■ Text excerpt:
'''

Date Published: January 27, 2011
Publisher: Public Library of Science
Author(s): Xin Wang, Qi Shi, Kun Xu, Chen Gao, Cao Chen, Xiao-Li Li, Gui-Rong Wang, Chan Tian, Jun Han, Xiao-Ping Dong, Colin Combs. http://doi.org/10.1371/journal.pone.0014602
Abstract: Genetic prion diseases are linked to point and inserted mutations in the prion protein (PrP) gene that are presumed to favor conversion of the cellular isoform of PrP (PrPC) to the pathogenic one (PrPSc). The pathogenic mechanisms and the subcellular sites of the conversion are not completely understood. Here we introduce several PRNP gene mutations (such as, PrP-KDEL, PrP-3AV, PrP-A117V, PrP-G114V, PrP-P102L and PrP-E200K) into the cultured cells in order to explore the pathogenic mechanism of familial prion disease.
To address the roles of aberrant retention of PrP in endoplasmic reticulum (ER), the recombinant plasmids expressing full-length human PrP tailed with an ER signal peptide at the COOH-terminal (PrP-KDEL) and PrP with three amino acids exchange in transmembrane region (PrP-3AV) were constructed. In the preparations of transient transfections, 18-kD COOH-terminal proteolytic resistant fragments (Ctm-PrP) were detected in the cells expressing PrP-KDEL and PrP-3AV. Analyses of the cell viabilities in the presences of tunicamycin and brefeldin A revealed that expressions of PrP-KDEL and PrP-3AV sensitized the transfected cells to ER stress stimuli. Western blots and RT-PCR identified the clear alternations of ER stress associated events in the cells expressing PrP-KDEL and PrP-3AV that induced ER mediated apoptosis by CHOP and capase-12 apoptosis pathway. Moreover, several familial CJD related PrP mutants were transiently introduced into the cultured cells. Only the mutants within the transmembrane region (G114V and A117V) induced the formation of Ctm-PrP and caused the ER stress, while the mutants outside the transmembrane region (P102L and E200K) failed.

'''

Set down, word for word, the part of the prion mutation abstract from "Date Published: January" to "familial prion disease.".

■ Stored data:
'''

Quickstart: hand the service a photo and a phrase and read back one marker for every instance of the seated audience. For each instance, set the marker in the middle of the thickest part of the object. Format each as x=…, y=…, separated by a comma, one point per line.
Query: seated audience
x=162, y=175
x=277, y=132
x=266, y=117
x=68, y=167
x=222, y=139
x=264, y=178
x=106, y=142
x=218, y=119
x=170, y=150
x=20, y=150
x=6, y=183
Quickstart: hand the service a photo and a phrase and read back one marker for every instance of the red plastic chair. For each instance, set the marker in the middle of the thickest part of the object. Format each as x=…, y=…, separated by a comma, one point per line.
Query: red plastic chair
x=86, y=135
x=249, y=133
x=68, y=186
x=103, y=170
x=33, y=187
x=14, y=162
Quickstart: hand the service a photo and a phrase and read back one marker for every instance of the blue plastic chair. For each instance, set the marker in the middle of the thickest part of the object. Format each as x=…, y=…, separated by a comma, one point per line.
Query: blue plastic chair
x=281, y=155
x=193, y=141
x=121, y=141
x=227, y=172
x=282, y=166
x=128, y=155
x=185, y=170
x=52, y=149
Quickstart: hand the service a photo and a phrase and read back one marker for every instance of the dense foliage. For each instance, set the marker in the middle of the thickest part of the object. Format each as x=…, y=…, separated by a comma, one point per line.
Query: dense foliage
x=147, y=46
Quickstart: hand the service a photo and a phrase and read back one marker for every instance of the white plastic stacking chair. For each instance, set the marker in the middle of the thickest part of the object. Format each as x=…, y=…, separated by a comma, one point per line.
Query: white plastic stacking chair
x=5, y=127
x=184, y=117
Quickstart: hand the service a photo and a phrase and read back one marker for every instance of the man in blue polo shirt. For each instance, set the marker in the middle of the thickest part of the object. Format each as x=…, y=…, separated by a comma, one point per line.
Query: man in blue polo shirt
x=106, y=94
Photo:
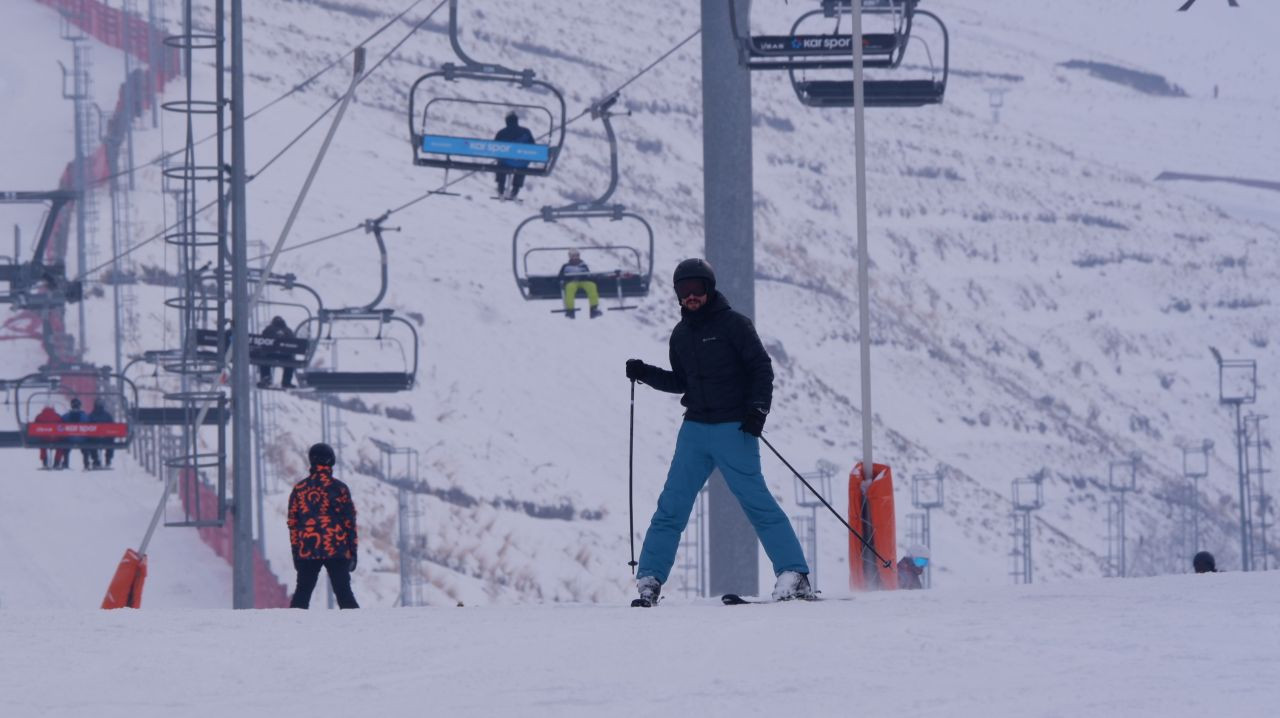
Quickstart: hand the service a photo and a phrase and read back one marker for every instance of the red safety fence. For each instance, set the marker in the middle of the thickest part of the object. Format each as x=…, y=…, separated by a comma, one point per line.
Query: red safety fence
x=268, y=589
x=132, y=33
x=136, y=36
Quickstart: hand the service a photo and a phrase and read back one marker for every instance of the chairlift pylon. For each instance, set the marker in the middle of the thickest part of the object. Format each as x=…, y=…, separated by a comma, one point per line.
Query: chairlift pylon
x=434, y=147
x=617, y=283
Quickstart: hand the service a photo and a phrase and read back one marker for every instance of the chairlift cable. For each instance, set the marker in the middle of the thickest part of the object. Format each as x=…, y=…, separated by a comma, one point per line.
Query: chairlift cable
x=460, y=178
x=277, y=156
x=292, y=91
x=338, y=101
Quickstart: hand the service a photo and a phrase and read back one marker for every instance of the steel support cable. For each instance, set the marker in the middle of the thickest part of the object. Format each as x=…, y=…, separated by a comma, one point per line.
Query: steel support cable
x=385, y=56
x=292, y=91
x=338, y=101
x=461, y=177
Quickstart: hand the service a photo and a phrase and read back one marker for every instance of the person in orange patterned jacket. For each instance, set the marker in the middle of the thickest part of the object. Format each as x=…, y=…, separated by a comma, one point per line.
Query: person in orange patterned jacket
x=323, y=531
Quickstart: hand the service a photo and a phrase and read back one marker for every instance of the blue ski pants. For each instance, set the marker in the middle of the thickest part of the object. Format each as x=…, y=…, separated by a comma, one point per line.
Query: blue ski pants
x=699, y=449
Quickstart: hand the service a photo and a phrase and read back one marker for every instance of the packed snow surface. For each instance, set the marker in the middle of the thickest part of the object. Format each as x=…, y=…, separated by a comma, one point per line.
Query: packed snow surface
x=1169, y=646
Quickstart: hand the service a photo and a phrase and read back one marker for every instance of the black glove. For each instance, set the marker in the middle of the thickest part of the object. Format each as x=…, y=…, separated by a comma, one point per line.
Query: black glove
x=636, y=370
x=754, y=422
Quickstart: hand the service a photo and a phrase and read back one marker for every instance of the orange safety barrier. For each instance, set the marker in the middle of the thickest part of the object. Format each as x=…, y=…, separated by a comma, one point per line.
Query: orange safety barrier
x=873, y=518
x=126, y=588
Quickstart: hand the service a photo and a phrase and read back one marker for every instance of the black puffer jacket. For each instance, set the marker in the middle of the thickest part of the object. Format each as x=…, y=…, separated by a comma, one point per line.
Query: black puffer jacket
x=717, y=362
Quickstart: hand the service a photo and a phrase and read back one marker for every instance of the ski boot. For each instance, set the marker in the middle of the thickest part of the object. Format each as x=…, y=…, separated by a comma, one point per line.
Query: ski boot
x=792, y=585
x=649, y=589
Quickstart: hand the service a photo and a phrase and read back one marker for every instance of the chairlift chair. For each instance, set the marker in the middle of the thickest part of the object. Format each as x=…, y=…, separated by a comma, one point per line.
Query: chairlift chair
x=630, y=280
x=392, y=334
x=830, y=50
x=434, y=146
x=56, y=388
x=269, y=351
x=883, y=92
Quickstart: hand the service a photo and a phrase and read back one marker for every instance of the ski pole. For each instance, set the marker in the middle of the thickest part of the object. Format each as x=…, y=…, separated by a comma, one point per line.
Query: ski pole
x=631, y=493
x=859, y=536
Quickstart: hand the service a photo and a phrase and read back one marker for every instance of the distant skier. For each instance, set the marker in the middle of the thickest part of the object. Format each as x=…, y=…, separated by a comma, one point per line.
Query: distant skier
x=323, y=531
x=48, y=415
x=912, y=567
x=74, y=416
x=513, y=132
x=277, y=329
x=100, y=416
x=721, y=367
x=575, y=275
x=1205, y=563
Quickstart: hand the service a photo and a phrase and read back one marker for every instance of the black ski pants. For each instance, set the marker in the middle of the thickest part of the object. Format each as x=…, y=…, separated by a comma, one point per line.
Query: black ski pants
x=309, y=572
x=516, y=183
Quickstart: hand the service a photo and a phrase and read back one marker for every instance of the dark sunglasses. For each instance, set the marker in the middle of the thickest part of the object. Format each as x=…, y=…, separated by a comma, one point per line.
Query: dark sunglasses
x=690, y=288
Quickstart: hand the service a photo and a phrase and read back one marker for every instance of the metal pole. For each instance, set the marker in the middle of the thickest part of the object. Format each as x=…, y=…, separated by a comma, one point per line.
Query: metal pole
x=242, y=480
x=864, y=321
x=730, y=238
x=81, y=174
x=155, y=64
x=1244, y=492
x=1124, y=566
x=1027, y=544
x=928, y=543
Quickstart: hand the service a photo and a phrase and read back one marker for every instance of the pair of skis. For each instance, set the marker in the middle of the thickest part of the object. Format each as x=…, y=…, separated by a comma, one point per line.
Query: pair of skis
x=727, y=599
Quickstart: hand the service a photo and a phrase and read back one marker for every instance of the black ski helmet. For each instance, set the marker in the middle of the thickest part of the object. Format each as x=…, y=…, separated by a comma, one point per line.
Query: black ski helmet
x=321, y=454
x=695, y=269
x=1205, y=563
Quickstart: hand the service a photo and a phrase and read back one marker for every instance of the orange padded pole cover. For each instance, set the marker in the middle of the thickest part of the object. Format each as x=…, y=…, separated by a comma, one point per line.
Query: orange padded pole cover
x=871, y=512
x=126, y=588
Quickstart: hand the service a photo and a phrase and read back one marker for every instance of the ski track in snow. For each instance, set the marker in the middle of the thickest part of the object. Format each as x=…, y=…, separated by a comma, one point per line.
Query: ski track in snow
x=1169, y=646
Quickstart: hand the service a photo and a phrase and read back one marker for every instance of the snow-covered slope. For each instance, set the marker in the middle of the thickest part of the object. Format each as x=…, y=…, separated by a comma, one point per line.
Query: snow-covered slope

'''

■ Response box:
Date Published: January 27, 2011
Publisher: Public Library of Science
Author(s): Xin Wang, Qi Shi, Kun Xu, Chen Gao, Cao Chen, Xiao-Li Li, Gui-Rong Wang, Chan Tian, Jun Han, Xiao-Ping Dong, Colin Combs. http://doi.org/10.1371/journal.pone.0014602
Abstract: Genetic prion diseases are linked to point and inserted mutations in the prion protein (PrP) gene that are presumed to favor conversion of the cellular isoform of PrP (PrPC) to the pathogenic one (PrPSc). The pathogenic mechanisms and the subcellular sites of the conversion are not completely understood. Here we introduce several PRNP gene mutations (such as, PrP-KDEL, PrP-3AV, PrP-A117V, PrP-G114V, PrP-P102L and PrP-E200K) into the cultured cells in order to explore the pathogenic mechanism of familial prion disease.